> **Complete the following**:
1. In the article on achievement motivation and neuroticism, what correlation did Raphelson (1957) find between achievement motivation and anxiety?
2. Render this sentence from the article on achievement motivation and neuroticism into German: "At least on a provisional basis, then, it is proposed here to regard achievement motivation as a personality trait."
3. Carry on the article on achievement motivation and neuroticism from its last sentence onward.

> **Quoted passage**:
__________________________________________________

Personality & Invididual Differences, 1990, 11, 91-93.


J.J. Ray

University of N.S.W., Australia


Although achievement motivation has been much studied in conjunction with various measures of anxiety, there is no clear answer to whether or not achievement motivation relates to N in Eysenck's schema. An international series of community studies is therefore described in which the Ray AO (Achievement Orientation) scale is used. Projective tests were held to be discredited. The AO scale was correlated with either the Taylor MAS or the Eysenck N scale. On all occasions the correlation was low and negative, but so low that it was not always significant. It is concluded that N is essentially irrelevant to achievement motivation.


Is achievement motivation a personality trait? If so, where does it fit into the Eysenckian schema that uses only three variables for the description of personality (Eysenck & Eysenck, 1976)? It would of course be easy at the conceptual level to deny that achievement motivation is a trait. Is it not, as the name implies, a motive? Are not motives quite different from traits? Perhaps.

When we look at operational definitions, however, any distinction between traits and motives becomes quite difficult. Measuring achievement motivation by projective means has tended in recent years to fall into some disrepute (Entwisle, 1967). Instead, there have been many behaviour inventories constructed which are used to measure it (Ray, 1986b). Of these, the Ray (1979b) "AO" scale would seem to be fairly typical in form. Yet the Ray "AO" scale reads just like a personality scale. It simply asks questions about characteristic behaviour in different situations. Why is it not a personality scale? There is certainly no obvious reason why it is not.

At least on a provisional basis, then, it is proposed here to regard achievement motivation as a personality trait. It is further proposed to explore the possibility that it is related to the Neuroticism variable in the Eysenckian system.

Why 'N'? Because anxiety of various sorts has for so long played a notable part in studies of achievement motivation. The Mandler & Sarason (1952) Test Anxiety Questionnaire has probably been used in such studies nearly as often as the T.A.T. As Atkinson & Litwin (1966) remark, early studies of these two variables could well lead one to the view that achievement motivation and anxiety are two poles of the one variable. They note the correlation of -.43 between the two found in a study by Raphelson (1957). Despite this, however, they go on to espouse a more complex theory than this simple bipolar one. They say that the T.A.Q. measures not achievement motivation but rather motive to avoid failure. As the two motives should presumably correlate to some degree, this is a theory that does accord with the evidence that Atkinson & Litwin (1966) had.

__________________________________________________

> **Stored dataset items**:
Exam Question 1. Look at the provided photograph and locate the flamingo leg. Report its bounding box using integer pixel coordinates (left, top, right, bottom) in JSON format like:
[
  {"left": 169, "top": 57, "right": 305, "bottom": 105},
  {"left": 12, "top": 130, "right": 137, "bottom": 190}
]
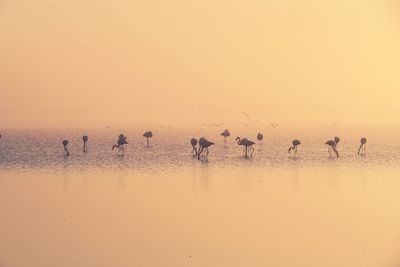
[{"left": 197, "top": 146, "right": 203, "bottom": 160}]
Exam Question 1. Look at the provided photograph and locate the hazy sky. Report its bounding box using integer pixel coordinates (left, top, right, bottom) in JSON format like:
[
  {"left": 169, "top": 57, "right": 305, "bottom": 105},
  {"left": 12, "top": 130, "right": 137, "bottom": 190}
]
[{"left": 0, "top": 0, "right": 400, "bottom": 128}]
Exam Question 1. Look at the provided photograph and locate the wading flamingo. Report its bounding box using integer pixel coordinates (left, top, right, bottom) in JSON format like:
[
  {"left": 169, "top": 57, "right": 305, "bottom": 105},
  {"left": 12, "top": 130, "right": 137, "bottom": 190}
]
[
  {"left": 143, "top": 131, "right": 153, "bottom": 146},
  {"left": 197, "top": 137, "right": 214, "bottom": 159},
  {"left": 236, "top": 137, "right": 255, "bottom": 158},
  {"left": 190, "top": 138, "right": 197, "bottom": 157},
  {"left": 325, "top": 140, "right": 339, "bottom": 157},
  {"left": 289, "top": 139, "right": 301, "bottom": 155},
  {"left": 82, "top": 135, "right": 89, "bottom": 152},
  {"left": 63, "top": 140, "right": 69, "bottom": 157},
  {"left": 112, "top": 134, "right": 128, "bottom": 151},
  {"left": 257, "top": 133, "right": 264, "bottom": 146},
  {"left": 357, "top": 137, "right": 367, "bottom": 155},
  {"left": 333, "top": 136, "right": 340, "bottom": 148}
]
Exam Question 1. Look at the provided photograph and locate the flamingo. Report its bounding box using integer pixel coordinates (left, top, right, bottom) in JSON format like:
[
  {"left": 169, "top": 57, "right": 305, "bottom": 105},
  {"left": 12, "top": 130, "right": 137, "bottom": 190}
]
[
  {"left": 190, "top": 138, "right": 197, "bottom": 157},
  {"left": 197, "top": 137, "right": 215, "bottom": 159},
  {"left": 257, "top": 133, "right": 264, "bottom": 146},
  {"left": 112, "top": 134, "right": 128, "bottom": 151},
  {"left": 357, "top": 137, "right": 367, "bottom": 155},
  {"left": 325, "top": 140, "right": 339, "bottom": 157},
  {"left": 289, "top": 139, "right": 301, "bottom": 155},
  {"left": 143, "top": 131, "right": 153, "bottom": 146},
  {"left": 82, "top": 135, "right": 89, "bottom": 152},
  {"left": 221, "top": 129, "right": 231, "bottom": 141},
  {"left": 236, "top": 137, "right": 255, "bottom": 158},
  {"left": 333, "top": 136, "right": 340, "bottom": 148},
  {"left": 62, "top": 140, "right": 69, "bottom": 157}
]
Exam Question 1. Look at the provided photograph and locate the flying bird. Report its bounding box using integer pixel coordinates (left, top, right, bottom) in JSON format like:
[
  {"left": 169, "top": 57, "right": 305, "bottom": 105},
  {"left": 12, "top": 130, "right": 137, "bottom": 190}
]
[
  {"left": 269, "top": 123, "right": 279, "bottom": 129},
  {"left": 221, "top": 129, "right": 231, "bottom": 141},
  {"left": 357, "top": 137, "right": 367, "bottom": 155},
  {"left": 289, "top": 139, "right": 301, "bottom": 155}
]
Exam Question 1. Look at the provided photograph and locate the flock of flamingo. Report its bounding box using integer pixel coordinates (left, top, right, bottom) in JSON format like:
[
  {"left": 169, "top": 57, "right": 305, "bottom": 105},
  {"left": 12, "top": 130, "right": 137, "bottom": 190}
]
[{"left": 51, "top": 130, "right": 367, "bottom": 160}]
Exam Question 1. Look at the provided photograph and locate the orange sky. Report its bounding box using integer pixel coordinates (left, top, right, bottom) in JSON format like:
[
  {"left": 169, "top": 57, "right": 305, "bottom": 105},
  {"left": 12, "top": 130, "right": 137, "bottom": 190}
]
[{"left": 0, "top": 0, "right": 400, "bottom": 128}]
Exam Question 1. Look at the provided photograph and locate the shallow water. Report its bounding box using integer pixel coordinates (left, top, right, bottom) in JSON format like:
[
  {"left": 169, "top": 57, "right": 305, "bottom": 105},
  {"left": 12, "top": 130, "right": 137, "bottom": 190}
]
[{"left": 0, "top": 130, "right": 400, "bottom": 267}]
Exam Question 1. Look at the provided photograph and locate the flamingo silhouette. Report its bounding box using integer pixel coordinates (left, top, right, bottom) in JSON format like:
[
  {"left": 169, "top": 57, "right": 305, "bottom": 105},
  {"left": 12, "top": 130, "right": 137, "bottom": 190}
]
[
  {"left": 112, "top": 134, "right": 128, "bottom": 151},
  {"left": 221, "top": 129, "right": 231, "bottom": 141},
  {"left": 289, "top": 139, "right": 301, "bottom": 155},
  {"left": 82, "top": 135, "right": 89, "bottom": 152},
  {"left": 325, "top": 140, "right": 339, "bottom": 157},
  {"left": 62, "top": 140, "right": 69, "bottom": 157},
  {"left": 236, "top": 137, "right": 255, "bottom": 158},
  {"left": 197, "top": 137, "right": 214, "bottom": 159},
  {"left": 143, "top": 131, "right": 153, "bottom": 146},
  {"left": 190, "top": 138, "right": 197, "bottom": 157},
  {"left": 257, "top": 133, "right": 264, "bottom": 146},
  {"left": 357, "top": 137, "right": 367, "bottom": 155},
  {"left": 333, "top": 136, "right": 340, "bottom": 148}
]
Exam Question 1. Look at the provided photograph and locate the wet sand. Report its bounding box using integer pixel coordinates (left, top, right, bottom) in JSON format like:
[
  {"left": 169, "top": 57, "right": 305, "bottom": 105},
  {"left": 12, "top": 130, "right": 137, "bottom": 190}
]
[{"left": 0, "top": 168, "right": 400, "bottom": 267}]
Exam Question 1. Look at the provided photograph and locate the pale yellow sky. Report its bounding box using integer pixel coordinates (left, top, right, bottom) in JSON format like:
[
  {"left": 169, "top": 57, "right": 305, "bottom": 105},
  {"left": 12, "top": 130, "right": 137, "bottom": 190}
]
[{"left": 0, "top": 0, "right": 400, "bottom": 128}]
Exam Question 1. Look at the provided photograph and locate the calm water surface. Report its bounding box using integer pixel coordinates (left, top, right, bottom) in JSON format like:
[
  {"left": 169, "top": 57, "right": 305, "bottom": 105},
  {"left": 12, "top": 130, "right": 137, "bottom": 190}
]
[{"left": 0, "top": 129, "right": 400, "bottom": 267}]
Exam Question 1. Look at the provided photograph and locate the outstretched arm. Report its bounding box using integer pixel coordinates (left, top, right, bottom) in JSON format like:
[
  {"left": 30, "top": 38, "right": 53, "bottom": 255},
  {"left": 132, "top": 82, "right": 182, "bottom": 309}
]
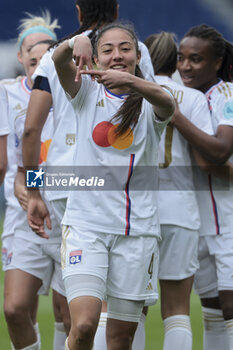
[
  {"left": 171, "top": 110, "right": 233, "bottom": 164},
  {"left": 22, "top": 89, "right": 52, "bottom": 238}
]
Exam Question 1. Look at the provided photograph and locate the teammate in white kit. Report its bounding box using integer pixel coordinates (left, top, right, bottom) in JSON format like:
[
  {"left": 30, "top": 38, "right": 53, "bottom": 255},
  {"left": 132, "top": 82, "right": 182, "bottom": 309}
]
[
  {"left": 175, "top": 25, "right": 233, "bottom": 350},
  {"left": 2, "top": 12, "right": 70, "bottom": 349},
  {"left": 0, "top": 86, "right": 10, "bottom": 185},
  {"left": 51, "top": 24, "right": 174, "bottom": 350},
  {"left": 23, "top": 0, "right": 153, "bottom": 350},
  {"left": 145, "top": 32, "right": 213, "bottom": 350}
]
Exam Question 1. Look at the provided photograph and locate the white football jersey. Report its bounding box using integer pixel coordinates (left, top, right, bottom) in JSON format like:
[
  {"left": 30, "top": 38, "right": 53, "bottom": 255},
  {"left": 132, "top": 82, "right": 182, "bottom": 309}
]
[
  {"left": 2, "top": 77, "right": 31, "bottom": 208},
  {"left": 0, "top": 85, "right": 10, "bottom": 136},
  {"left": 155, "top": 75, "right": 213, "bottom": 230},
  {"left": 33, "top": 34, "right": 153, "bottom": 204},
  {"left": 62, "top": 79, "right": 167, "bottom": 236},
  {"left": 197, "top": 80, "right": 233, "bottom": 236},
  {"left": 14, "top": 83, "right": 61, "bottom": 244}
]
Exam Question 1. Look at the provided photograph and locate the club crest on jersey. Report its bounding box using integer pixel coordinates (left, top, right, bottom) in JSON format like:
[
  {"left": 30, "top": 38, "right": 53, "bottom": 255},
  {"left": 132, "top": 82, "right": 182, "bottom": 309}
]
[
  {"left": 224, "top": 101, "right": 233, "bottom": 120},
  {"left": 69, "top": 250, "right": 83, "bottom": 265},
  {"left": 66, "top": 134, "right": 75, "bottom": 146}
]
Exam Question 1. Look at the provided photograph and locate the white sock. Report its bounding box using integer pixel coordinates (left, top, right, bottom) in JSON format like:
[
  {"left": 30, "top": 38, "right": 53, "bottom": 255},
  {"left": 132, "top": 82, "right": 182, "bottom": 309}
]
[
  {"left": 224, "top": 319, "right": 233, "bottom": 350},
  {"left": 20, "top": 341, "right": 40, "bottom": 350},
  {"left": 132, "top": 313, "right": 146, "bottom": 350},
  {"left": 202, "top": 307, "right": 229, "bottom": 350},
  {"left": 65, "top": 337, "right": 70, "bottom": 350},
  {"left": 163, "top": 315, "right": 192, "bottom": 350},
  {"left": 53, "top": 322, "right": 67, "bottom": 350},
  {"left": 34, "top": 322, "right": 41, "bottom": 350},
  {"left": 93, "top": 312, "right": 107, "bottom": 350}
]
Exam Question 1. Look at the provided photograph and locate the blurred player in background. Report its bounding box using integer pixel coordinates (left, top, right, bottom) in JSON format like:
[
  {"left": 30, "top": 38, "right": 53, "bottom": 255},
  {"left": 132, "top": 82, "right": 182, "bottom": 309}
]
[
  {"left": 174, "top": 25, "right": 233, "bottom": 350},
  {"left": 2, "top": 12, "right": 69, "bottom": 350},
  {"left": 23, "top": 0, "right": 153, "bottom": 350},
  {"left": 0, "top": 86, "right": 10, "bottom": 185}
]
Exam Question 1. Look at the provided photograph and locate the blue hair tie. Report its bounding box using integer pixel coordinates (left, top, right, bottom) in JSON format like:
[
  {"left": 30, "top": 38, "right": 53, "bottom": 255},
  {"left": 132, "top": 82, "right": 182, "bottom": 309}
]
[{"left": 19, "top": 26, "right": 57, "bottom": 49}]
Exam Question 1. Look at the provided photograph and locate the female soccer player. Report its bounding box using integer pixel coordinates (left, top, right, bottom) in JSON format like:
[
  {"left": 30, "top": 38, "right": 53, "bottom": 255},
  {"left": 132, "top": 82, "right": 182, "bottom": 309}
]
[
  {"left": 2, "top": 12, "right": 68, "bottom": 349},
  {"left": 23, "top": 0, "right": 153, "bottom": 350},
  {"left": 53, "top": 24, "right": 174, "bottom": 350},
  {"left": 145, "top": 32, "right": 213, "bottom": 350},
  {"left": 174, "top": 25, "right": 233, "bottom": 350}
]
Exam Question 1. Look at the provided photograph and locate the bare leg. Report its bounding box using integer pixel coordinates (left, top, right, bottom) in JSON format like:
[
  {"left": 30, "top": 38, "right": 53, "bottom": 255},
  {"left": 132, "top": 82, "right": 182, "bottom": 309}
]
[
  {"left": 4, "top": 269, "right": 42, "bottom": 349},
  {"left": 68, "top": 296, "right": 102, "bottom": 350}
]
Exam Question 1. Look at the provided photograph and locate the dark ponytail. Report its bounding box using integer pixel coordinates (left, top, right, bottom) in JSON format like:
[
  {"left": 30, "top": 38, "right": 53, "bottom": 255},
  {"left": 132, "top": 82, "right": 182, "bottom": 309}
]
[{"left": 51, "top": 0, "right": 118, "bottom": 48}]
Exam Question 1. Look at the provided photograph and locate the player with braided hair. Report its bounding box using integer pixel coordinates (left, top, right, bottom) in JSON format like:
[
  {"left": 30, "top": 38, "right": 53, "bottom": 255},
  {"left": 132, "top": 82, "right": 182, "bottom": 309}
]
[
  {"left": 169, "top": 24, "right": 233, "bottom": 350},
  {"left": 2, "top": 11, "right": 69, "bottom": 350},
  {"left": 23, "top": 0, "right": 153, "bottom": 350}
]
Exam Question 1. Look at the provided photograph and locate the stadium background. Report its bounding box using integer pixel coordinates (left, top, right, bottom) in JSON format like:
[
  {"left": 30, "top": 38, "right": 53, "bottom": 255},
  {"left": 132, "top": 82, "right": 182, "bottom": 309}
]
[{"left": 0, "top": 0, "right": 233, "bottom": 350}]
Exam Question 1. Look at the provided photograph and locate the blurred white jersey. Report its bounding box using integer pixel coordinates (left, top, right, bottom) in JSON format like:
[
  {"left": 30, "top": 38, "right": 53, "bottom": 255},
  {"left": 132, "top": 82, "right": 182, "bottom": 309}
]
[
  {"left": 197, "top": 80, "right": 233, "bottom": 236},
  {"left": 155, "top": 75, "right": 213, "bottom": 230},
  {"left": 62, "top": 79, "right": 167, "bottom": 236},
  {"left": 2, "top": 77, "right": 28, "bottom": 212},
  {"left": 14, "top": 83, "right": 61, "bottom": 244},
  {"left": 0, "top": 85, "right": 10, "bottom": 136}
]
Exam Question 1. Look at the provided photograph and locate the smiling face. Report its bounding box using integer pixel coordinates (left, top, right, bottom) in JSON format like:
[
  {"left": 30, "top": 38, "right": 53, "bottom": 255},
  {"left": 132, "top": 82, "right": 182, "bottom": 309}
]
[
  {"left": 94, "top": 28, "right": 140, "bottom": 74},
  {"left": 177, "top": 36, "right": 222, "bottom": 92}
]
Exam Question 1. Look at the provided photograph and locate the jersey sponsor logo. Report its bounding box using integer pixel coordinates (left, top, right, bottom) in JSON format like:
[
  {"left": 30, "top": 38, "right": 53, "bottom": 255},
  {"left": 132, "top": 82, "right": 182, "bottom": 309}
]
[
  {"left": 224, "top": 101, "right": 233, "bottom": 120},
  {"left": 70, "top": 250, "right": 83, "bottom": 265},
  {"left": 96, "top": 99, "right": 104, "bottom": 107},
  {"left": 26, "top": 169, "right": 45, "bottom": 188},
  {"left": 66, "top": 134, "right": 75, "bottom": 146},
  {"left": 92, "top": 121, "right": 134, "bottom": 149}
]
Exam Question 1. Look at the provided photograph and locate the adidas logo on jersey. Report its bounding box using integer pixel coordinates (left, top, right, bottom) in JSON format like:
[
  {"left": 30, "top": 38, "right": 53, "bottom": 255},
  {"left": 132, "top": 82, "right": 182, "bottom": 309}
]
[
  {"left": 96, "top": 99, "right": 104, "bottom": 107},
  {"left": 146, "top": 283, "right": 153, "bottom": 290}
]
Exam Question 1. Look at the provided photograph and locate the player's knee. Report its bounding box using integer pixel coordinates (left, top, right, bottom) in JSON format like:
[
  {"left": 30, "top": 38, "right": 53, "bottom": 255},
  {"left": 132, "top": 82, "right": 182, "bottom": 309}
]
[
  {"left": 4, "top": 300, "right": 27, "bottom": 324},
  {"left": 107, "top": 330, "right": 134, "bottom": 350},
  {"left": 71, "top": 320, "right": 95, "bottom": 344},
  {"left": 221, "top": 300, "right": 233, "bottom": 320}
]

__________________________________________________

> **Task answers**:
1. A correlation of -.43.

2. Zumindest vorläufig wird hier also vorgeschlagen, Leistungsmotivation als Persönlichkeitsmerkmal zu betrachten.

3.
Perhaps surprisingly, however, there seems to have been little interest in what the correlation between the two motives in fact is. Atkinson & Litwin (1966) themselves, for instance, reported at the end of their paper a non-significant correlation between n-Ach and T.A.Q. score but apparently saw no need to discuss this finding in the light of the earlier findings that they alluded to at the beginning of their paper. They did not seem to see any problem in finding a high negative correlation on one occasion and orthogonality on another.

This is not to say that such a difference in findings cannot be explained (See Raphelson & Moulton, 1958) it is rather to say that the interests of the various authors have lain in personality dynamics rather than in personality typology. An interest in individual differences still seems to be a minority vocation among psychologists.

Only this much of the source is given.